=== WHAT YOU HAVE TO DO ===
Pull out each line of the records below that contains the word "cliff". Case counts.

---------- LISTED RECORDS ----------

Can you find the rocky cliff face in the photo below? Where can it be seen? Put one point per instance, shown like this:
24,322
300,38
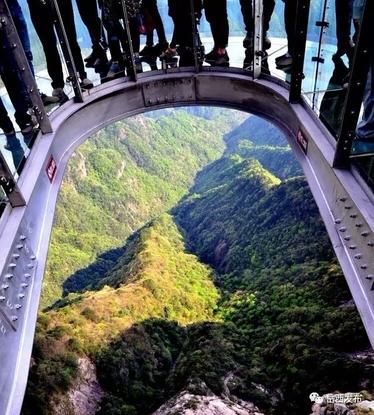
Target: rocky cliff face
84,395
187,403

----------
---------- LISTED RECORDS ----------

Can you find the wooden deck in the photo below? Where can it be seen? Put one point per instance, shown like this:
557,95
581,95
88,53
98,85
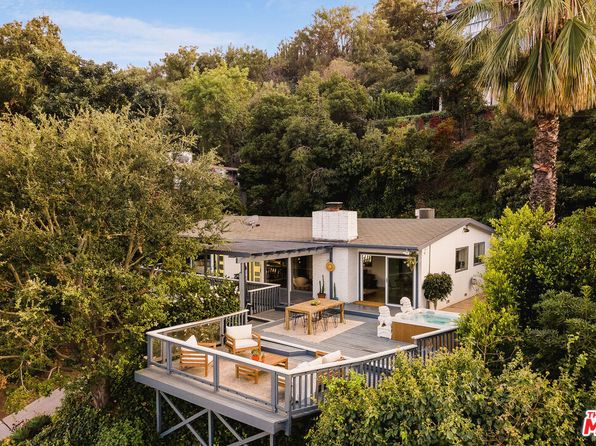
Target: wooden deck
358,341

----------
---------- LISTED RECORDS ----------

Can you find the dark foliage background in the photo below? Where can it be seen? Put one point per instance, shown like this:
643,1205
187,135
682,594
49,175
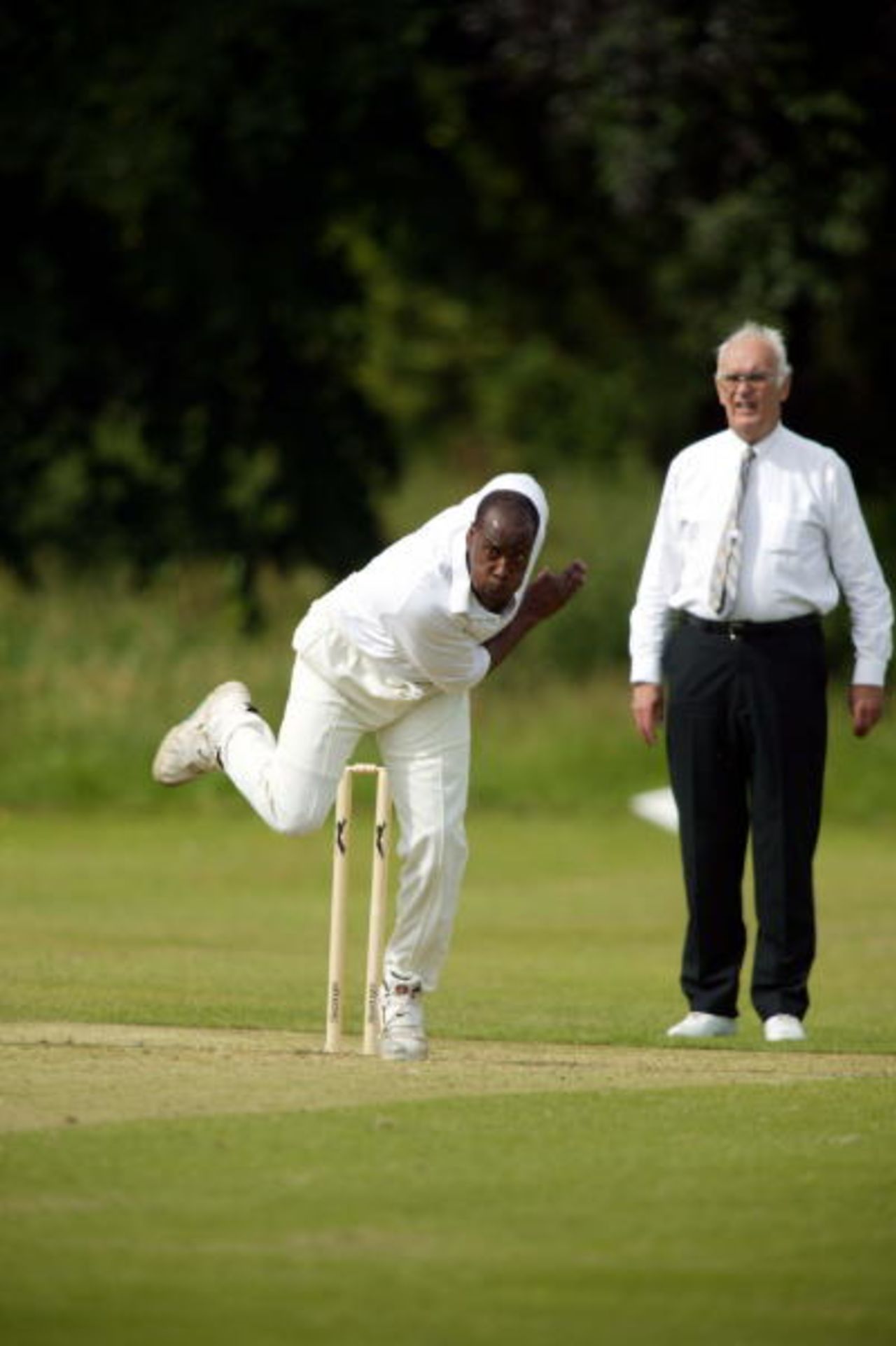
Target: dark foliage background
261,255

----------

=== WRITTEN RESPONSE ===
Can you find the rocky cliff face in the photo below? Where can it be seen? Put one point per instance, shown like this:
Target: rocky cliff face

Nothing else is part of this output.